*Compiti dell'esercizio*
(A) Rispondi a queste domande sul brano su giornalismo e privacy:
(i) Che cosa ha sottolineato più volte il Garante?
(ii) Con che cosa chi scrive spera che venga sostituito questo genere di cronaca?
(iii) Nell'elenco "Nomi dell'Odio di Arya Stark", chi è indicato come titolare del trattamento?
(B) Scrivi il seguito del brano su giornalismo e privacy, partendo subito dopo la sua ultima frase.

Il mito de “È la stampa bellezza, e tu non puoi farci niente” forse è stato equivocato ed è diventato l’alibi per fare qualsiasi cosa pur di sgraffignare qualche click.


Il giornalista che, per primo, ha toccato quelle immagini, ha le mani sporche di sangue. Chi le ha usate senza sporcarsi le mani, puzza di merda. Chi tace su quanto sia lontano dalla professione questo tipo di notizia, semplicemente sta facendo un altro mestiere e non è certamente un giornalista. L’ordine dei giornalisti… beh, dell’Ordine non dirò nulla perchè, semplicemente, non esiste.

Più volte il Garante ha sottolineato la necessità di contemperare il diritto all’informazione con il diritto alla protezione dei dati personali.

In alcuni casi estremi, come questo, è stato ribadito che non esiste un pubblico interesse di conoscere fatti privati, irrilevanti per la vita del pubblico pagante.  Già, ma il pubblico è pagante, applaude, clicca, genera traffico e, quindi, soldi. Forse anche gli editori hanno smesso di fare gli editori e sono diventati dei bottegai. Gustose informazioni personali, persone sputtanate in piazza in cambio di pochi spicci. Immagino che anche questo sia un lavoro, ma ha un altro nome.



Nomi dell'Odio di Arya Stark (4): 

-il titolare del trattamento cioè l’ospedale

-il dirigente che ha deliberato l’installazione

-il dpo dell’ospedale

-il lavoratore che ha accesso al sistema di videosorveglianza

-il giornalista che, per primo, ha ricevuto i materiali

-la redazione che ha detto “ma si, pubblichiamo, così facciamo un po di grano”

-i giornalisti e le altre redazioni che hanno riproposto i  materiali considerandoli di pubblico dominio




Quando un albero cade nella foresta, senza che nessuno lo ascolti, fa comunque rumore?

Se un giornalista deprecabile pubblica materiali che sarebbero dovuti finire nel cestino, è ancora una notizia? Si, finché ci sarà gente che gode delle sfortune altrui, purtroppo, questo tipo di informazione avrà un florido mercato. Ma non ci dobbiamo illudere, è colpa nostra. 


Un post con zero click, bassissima interazione, nessun commento e evitato da tutti non sarà certamente riproposto. Se non altro perchè non genera fatturato e occupa spazio. Il mio auspicio è che questo genere di cronaca sia sostituito dall’oroscopo. lo spero di cuore. Chi mi conosce sa quanto questa mia affermazione sia viscerale e dolorosa.

Chi clicca è complice. 

Chi clicca fa schifo.



Nomi dell'Odio di Arya Stark (4): 

-il titolare del trattamento cioè l’ospedale

-il dirigente che ha deliberato l’installazione

-il dpo dell’ospedale

-il lavoratore che ha accesso al sistema di videosorveglianza

-il giornalista che, per primo, ha ricevuto i materiali

-la redazione che ha detto “ma si, pubblichiamo, così facciamo un po’ di grano”

*Dati raccolti*
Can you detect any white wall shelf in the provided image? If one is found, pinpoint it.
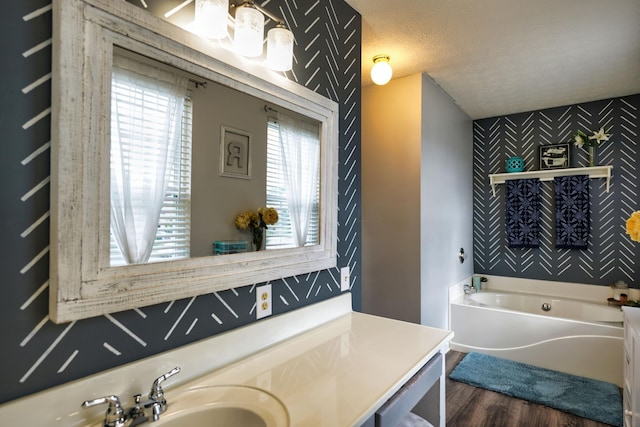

*Risposte in ordine*
(A)
(i) La necessità di contemperare il diritto all'informazione con il diritto alla protezione dei dati personali.
(ii) Con l'oroscopo.
(iii) L'ospedale.

(B)
-i giornalisti e le altre redazioni che hanno riproposto i  materiali considerandoli di pubblico dominio

-chi gode delle disgrazie altrui

-chi si sente vivo solo in funzione dell’esistenza di qualcuno rispetto al quale sentirsi superiore

-chi non ha la capacità di intuire la disperazione delle persone attorno a se



Chi è rimasto?

Temo non molti.

Non mi chiamo fuori dalla lista, ci sono anch’io e me ne vergogno. Spero che la mia singola visualizzazione sia giustificata dal desiderio di parlare con cognizione di causa e non in astratto, ma un click è anche il mio.




Purtroppo non è tutto qui e, volendo evitare di omettere scenari possibili, ne dobbiamo prendere in considerazione uno decisamente particolare.

Ho letto ipotesi secondo le quali potrebbe essere stata la magistratura a chiedere la pubblicazione di questo video per ottenere aiuto nelle indagini.


Non posso escluderlo, non ho elementi né per confermare né per smentire, tutto può essere … ma… c’è un “ma”, anzi, una lunga serie di “ma”.


La norma principale che regola  il diritto alla protezione dei dati personali è il GDPR. Vale per tutti? No. Alcuni non sono soggetti al GDPR ma devono agire in conformità ad una norma fatta apposta per permettere l'esercizio delle proprie funzioni, senza i vincoli e i limiti che il GDPR comporterebbe. È il caso dei dati personali usati dalla polizia e dalle autorità di giustizia penale che, in ultima analisi, risponde al D.Lgs 18 maggio 2018, n. 51. Praticamente il GDPR dell’attività inquirente.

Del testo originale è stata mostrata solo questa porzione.